**Sayfa**
______

Değerli arkadaşlar, 15 Temmuza gelirken çok önemli süreçler yaşadık. Aslında 15 Temmuz 2016'yı Gezi olaylarından ve Gezi olaylarından sonra yaşanan süreçten ayrı tutmak mümkün değil. O süreci, biz, bugün de aynı bağlamda, beraber düşünmek zorundayız. Yarın bir gün tarih bunu yazdığında, tarih bununla ilgili elli yıl, yüz yıl sonra bir şey yazdığında Gezi'yle de, 17-25'le de ve ondan sonraki süreçle de bunun bağlamını kuracak çünkü 2013'ün Mayıs ayında bir dostane eylem gibi gözüken o Gezi olaylarından sonra, 81 ilin tamamında, neredeyse Vandallığa varan, sokakların tahrip edildiği; Hükûmeti, meşru Hükûmeti, seçilmiş Hükûmeti zor durumda bırakmak için eyleme dönüşen bir hadiseyi hep beraber yaşadık. O hadiseler yaşandığı zaman, bir anda sosyal medyadan ve diğer alanlardan tahrik edilenlerle birlikte sokakların savaş alanına döndürülmesi, açıkçası, yine seçilmiş Hükûmeti bir şekilde ortadan kaldırmak, o Hükûmetin istifasını sağlamak için yapılan bir eylemdi. Allah'a hamdolsun, Fas-Tunus-Cezayir'den dönen Cumhurbaşkanımızı havaalanında yüz binler karşıladı ve bu hareket akim kalmış oldu. Yine 15 Temmuz 2016'ya gelirken 17-25 Aralık seçim endeksli darbe girişiminden ayrı düşünmemiz de mümkün değil. 15 Temmuz 2016'da milletin vergileriyle verilen toplarla, silahlarla, uçakla, helikopterle o işlemi gerçekleştirenler, yine bu milletin verdiği yetkiyle 17-25 Aralıkta seçim endeksli bir şekilde darbe teşebbüsünde bulundular. Burada defalarca bunu söyledik, "17-25 Aralık bir darbe girişimidir." dedik. Hatta bir keresinde latife olsun diye "Madem Türkçe anlaşılmıyor, Arapça ve İngilizce söyleyelim." diye de burada ben bir konuşma yaptığımı anımsıyorum. Şimdi, 30 Martla beraber bu da kenara gitti. MİT tırlarının durdurulması...

Değerli arkadaşlar, değerli milletvekilleri; MİT tırlarının durdurulduğu günü bu Mecliste ben de yaşadım. 19 Ocakta bu Meclis çalışıyordu, 2014'te ve o gün birileri ısrarlı bir şekilde "AK PARTİ iktidarı, Recep Tayyip Erdoğan terör örgütlerine destek veriyor ve Türkiye'de yargılanmazsa bile Lahey'de yargılanacak." sözlerini söylediler. Aslında bu da 15 Temmuz 2016'dan bağımsız düşünülecek bir süreç değildi. Sonra 2014'te 6-7-8 Ekim olaylarını yaşadık. 7 Hazirandan sonra, özellikle o hükûmetin kurulamadığı, koalisyonun oluşturulamadığı dönemde bir yerlerde çukurlar kurulduğunu, bir yerlerde öz yönetimler ilan edildiğini ve hükûmetin oluşamamasından yola çıkarak başka bir taşeron örgütün yola girdiğini, başka bir taşeron örgütün birileri tarafından kullanıldığını hep beraber müşahede ettik.

______

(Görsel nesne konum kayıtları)

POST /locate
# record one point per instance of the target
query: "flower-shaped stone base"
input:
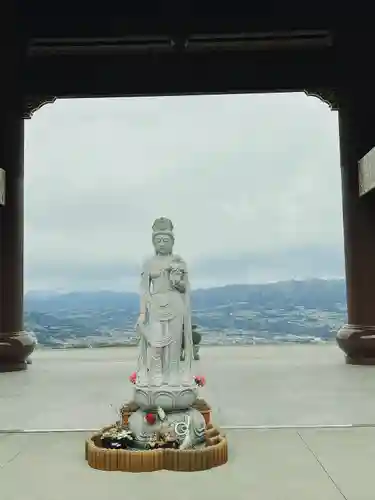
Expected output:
(213, 454)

______

**Görev**
Lütfen 15 Temmuz konuşmasının "Değerli arkadaşlar, değerli" sözlerinin geçtiği yerden başlayan kısmını hiç değiştirmeden yeniden yazın ve "beraber müşahede ettik." sözlerinden sonra durun.

**Yazılı Cevap**
Değerli arkadaşlar, değerli milletvekilleri; MİT tırlarının durdurulduğu günü bu Mecliste ben de yaşadım. 19 Ocakta bu Meclis çalışıyordu, 2014'te ve o gün birileri ısrarlı bir şekilde "AK PARTİ iktidarı, Recep Tayyip Erdoğan terör örgütlerine destek veriyor ve Türkiye'de yargılanmazsa bile Lahey'de yargılanacak." sözlerini söylediler. Aslında bu da 15 Temmuz 2016'dan bağımsız düşünülecek bir süreç değildi. Sonra 2014'te 6-7-8 Ekim olaylarını yaşadık. 7 Hazirandan sonra, özellikle o hükûmetin kurulamadığı, koalisyonun oluşturulamadığı dönemde bir yerlerde çukurlar kurulduğunu, bir yerlerde öz yönetimler ilan edildiğini ve hükûmetin oluşamamasından yola çıkarak başka bir taşeron örgütün yola girdiğini, başka bir taşeron örgütün birileri tarafından kullanıldığını hep beraber müşahede ettik.